→ **THE PROBLEM**
Say only how many lines in the entries below contain the word "there".
STORED DATA Block Start
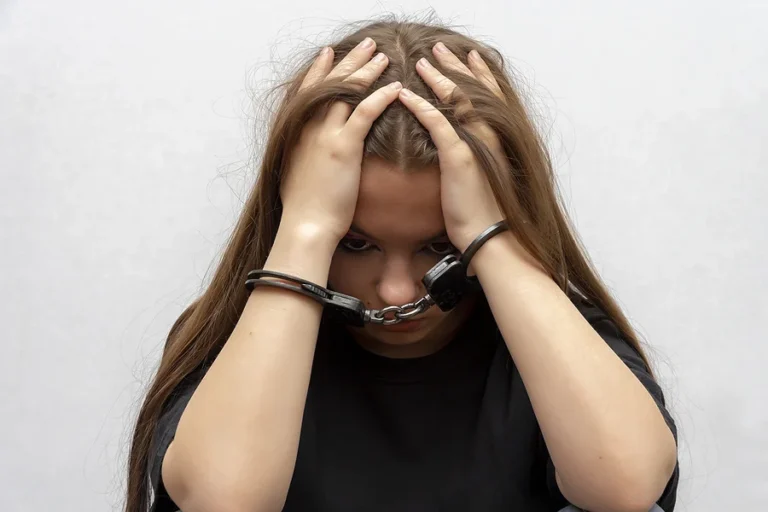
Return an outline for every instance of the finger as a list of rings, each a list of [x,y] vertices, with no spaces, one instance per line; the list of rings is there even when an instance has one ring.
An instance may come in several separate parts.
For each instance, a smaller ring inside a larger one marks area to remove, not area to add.
[[[429,85],[433,91],[435,91],[435,95],[440,99],[440,101],[447,101],[451,95],[457,95],[457,115],[462,116],[472,110],[472,101],[466,95],[462,95],[461,89],[459,89],[459,87],[450,78],[443,75],[440,70],[432,66],[432,64],[430,64],[427,59],[420,59],[416,63],[416,70],[424,82],[426,82],[426,84]],[[466,122],[465,126],[474,135],[486,141],[487,144],[493,145],[493,132],[490,130],[490,128],[488,128],[485,122],[476,119],[470,122]]]
[[[346,132],[348,136],[354,137],[355,140],[364,140],[373,126],[373,122],[378,119],[390,103],[395,101],[400,89],[402,89],[400,82],[392,82],[371,93],[357,105],[342,131]]]
[[[416,63],[416,71],[429,87],[435,91],[440,101],[446,102],[451,95],[460,93],[458,86],[448,77],[443,75],[427,59],[419,59]],[[472,108],[472,102],[467,97],[459,97],[456,103],[456,113],[467,112]]]
[[[433,46],[432,53],[435,55],[437,62],[439,62],[440,65],[446,69],[453,69],[460,73],[464,73],[467,76],[475,78],[475,75],[472,74],[472,71],[467,66],[465,66],[464,63],[461,62],[461,60],[459,60],[459,58],[454,55],[453,52],[449,50],[448,47],[443,43],[437,43],[435,46]]]
[[[499,83],[493,76],[491,68],[488,67],[488,64],[485,63],[477,50],[469,52],[468,63],[469,68],[478,80],[484,83],[494,94],[496,94],[496,96],[504,98],[504,93],[501,92],[501,87],[499,87]]]
[[[336,123],[337,125],[344,124],[351,113],[352,105],[346,101],[334,101],[328,106],[325,119],[327,119],[328,122]]]
[[[372,58],[362,68],[358,69],[347,78],[345,82],[352,82],[355,86],[362,86],[363,89],[368,89],[373,82],[381,75],[384,69],[387,67],[389,59],[383,53],[379,53]]]
[[[366,37],[360,44],[352,48],[326,78],[347,77],[351,75],[371,59],[371,55],[373,55],[375,50],[376,42],[370,37]]]
[[[376,81],[384,69],[387,67],[389,59],[383,53],[379,53],[371,59],[365,66],[358,69],[347,78],[344,82],[351,82],[354,84],[354,88],[367,90],[373,82]],[[337,101],[328,109],[328,119],[331,122],[344,123],[352,113],[352,105]]]
[[[308,87],[323,81],[333,66],[333,48],[326,46],[325,49],[320,52],[320,55],[315,58],[315,62],[310,66],[307,75],[299,86],[299,91],[302,91]]]
[[[442,112],[427,100],[408,89],[400,90],[399,99],[427,129],[438,151],[446,152],[464,143]]]

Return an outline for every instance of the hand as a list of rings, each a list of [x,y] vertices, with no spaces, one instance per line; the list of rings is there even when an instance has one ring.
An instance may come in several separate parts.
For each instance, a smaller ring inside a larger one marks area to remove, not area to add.
[[[479,54],[477,59],[469,59],[468,68],[447,48],[445,52],[440,52],[437,48],[438,46],[433,48],[433,53],[440,65],[480,80],[501,97],[498,83]],[[426,65],[422,62],[426,62]],[[426,59],[416,65],[416,70],[440,100],[446,100],[457,87]],[[469,145],[459,138],[445,116],[427,100],[407,89],[400,91],[399,99],[429,131],[437,147],[445,229],[451,243],[464,252],[480,233],[503,220],[504,215],[496,203],[485,172],[477,163]],[[468,99],[464,99],[458,108],[471,109],[472,104]],[[476,121],[468,124],[467,129],[488,146],[501,165],[509,165],[498,136],[486,123]]]
[[[354,80],[370,86],[384,71],[388,59],[384,56],[370,60],[376,44],[364,47],[363,43],[332,71],[333,51],[321,54],[299,90],[342,76],[345,82]],[[287,225],[288,230],[321,232],[335,243],[344,237],[355,214],[363,142],[373,122],[397,98],[399,88],[400,83],[394,82],[376,90],[354,112],[349,104],[337,101],[320,109],[306,123],[299,143],[291,150],[280,184],[281,228]]]

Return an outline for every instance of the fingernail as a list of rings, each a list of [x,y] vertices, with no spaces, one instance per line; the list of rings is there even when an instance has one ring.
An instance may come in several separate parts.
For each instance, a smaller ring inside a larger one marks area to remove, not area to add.
[[[363,39],[363,42],[360,43],[360,48],[370,48],[371,46],[373,46],[373,39],[370,37],[366,37]]]
[[[387,60],[387,56],[386,56],[386,55],[384,55],[383,53],[380,53],[380,54],[376,55],[376,56],[373,58],[373,62],[375,62],[376,64],[381,64],[381,63],[382,63],[382,62],[384,62],[385,60]]]
[[[399,91],[400,89],[403,88],[403,84],[401,84],[400,82],[392,82],[391,84],[389,84],[389,86],[396,91]]]
[[[400,94],[406,98],[410,98],[413,96],[413,93],[409,91],[408,89],[403,89],[400,91]]]
[[[447,53],[448,48],[443,43],[437,43],[435,45],[435,49],[439,51],[440,53]]]
[[[469,52],[469,56],[475,60],[480,60],[480,54],[477,53],[477,50],[472,50],[471,52]]]
[[[430,67],[432,67],[432,64],[430,64],[429,61],[427,59],[425,59],[424,57],[420,58],[419,62],[417,64],[419,66],[423,67],[423,68],[430,68]]]
[[[331,53],[331,47],[330,46],[326,46],[325,48],[323,48],[323,51],[321,53],[322,53],[323,57],[329,55]]]

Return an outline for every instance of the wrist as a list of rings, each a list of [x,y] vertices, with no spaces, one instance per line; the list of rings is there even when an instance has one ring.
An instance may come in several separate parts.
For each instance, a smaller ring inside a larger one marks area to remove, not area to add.
[[[496,220],[480,220],[473,222],[471,226],[463,226],[460,229],[454,230],[454,234],[451,235],[451,239],[455,239],[454,246],[462,253],[466,252],[470,244],[480,237],[487,229],[491,228],[494,224],[504,220],[499,218]],[[492,235],[492,237],[495,235]]]
[[[514,233],[504,231],[488,239],[475,253],[469,264],[472,274],[488,279],[503,268],[505,274],[529,273],[548,275],[539,263],[520,243]]]
[[[326,286],[337,245],[338,241],[316,226],[281,224],[264,269]]]

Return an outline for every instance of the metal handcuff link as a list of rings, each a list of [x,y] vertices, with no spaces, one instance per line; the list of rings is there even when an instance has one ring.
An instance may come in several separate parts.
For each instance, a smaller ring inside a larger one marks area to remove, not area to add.
[[[245,287],[253,290],[256,286],[276,286],[293,290],[311,297],[324,306],[330,308],[331,313],[341,321],[356,327],[363,327],[366,323],[393,325],[424,313],[430,307],[437,305],[442,311],[450,311],[459,303],[462,297],[472,290],[477,290],[480,283],[477,276],[468,276],[467,269],[472,256],[481,245],[494,235],[509,229],[506,221],[502,220],[493,224],[480,233],[467,247],[460,258],[455,254],[449,254],[441,259],[435,266],[424,274],[421,282],[427,290],[427,294],[416,302],[409,302],[402,306],[387,306],[384,309],[366,309],[363,301],[350,295],[345,295],[320,285],[306,281],[299,277],[276,272],[274,270],[251,270]],[[260,279],[263,276],[279,277],[297,283],[293,286],[272,280]],[[385,318],[393,313],[394,318]]]

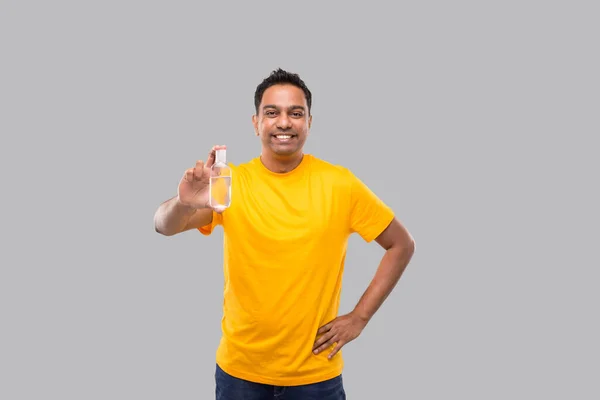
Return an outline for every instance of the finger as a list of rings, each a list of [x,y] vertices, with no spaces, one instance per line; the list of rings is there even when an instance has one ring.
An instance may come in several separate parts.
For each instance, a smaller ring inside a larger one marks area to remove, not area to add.
[[[213,146],[213,148],[210,150],[210,153],[208,153],[208,158],[206,159],[206,167],[210,168],[215,163],[215,158],[217,156],[217,150],[226,149],[226,148],[227,148],[227,146],[224,146],[224,145]]]
[[[333,356],[335,356],[337,354],[337,352],[340,351],[340,349],[342,347],[344,347],[344,344],[346,344],[346,342],[344,342],[343,340],[340,340],[339,342],[337,342],[337,344],[335,345],[335,347],[333,348],[331,353],[329,353],[327,358],[331,360],[331,358],[333,358]]]
[[[183,174],[183,178],[190,183],[193,182],[194,181],[194,168],[186,169],[185,173]]]
[[[194,179],[199,180],[202,178],[202,174],[204,173],[204,163],[202,160],[196,161],[196,167],[194,168]]]
[[[335,342],[337,342],[338,337],[337,335],[333,335],[332,337],[329,338],[329,340],[327,340],[325,343],[321,344],[319,347],[317,347],[313,352],[315,354],[319,354],[322,351],[327,350],[328,348],[330,348],[331,346],[333,346],[335,344]]]
[[[322,333],[328,332],[331,327],[333,326],[333,321],[331,321],[328,324],[323,325],[322,327],[319,328],[319,330],[317,331],[317,335],[320,335]]]
[[[322,346],[323,343],[329,341],[331,338],[333,338],[333,336],[334,336],[333,332],[327,332],[326,334],[321,336],[317,341],[315,341],[315,344],[313,345],[313,350],[318,350],[318,348],[320,346]],[[319,350],[319,351],[321,351],[321,350]]]
[[[210,168],[213,166],[213,164],[215,163],[215,157],[217,154],[217,146],[214,146],[210,152],[208,153],[208,157],[206,158],[206,168]]]

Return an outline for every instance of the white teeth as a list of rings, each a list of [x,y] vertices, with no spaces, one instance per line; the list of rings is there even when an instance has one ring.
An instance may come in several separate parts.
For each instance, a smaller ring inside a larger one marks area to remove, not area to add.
STORED DATA Block End
→ **COMPLETED EXERCISE**
7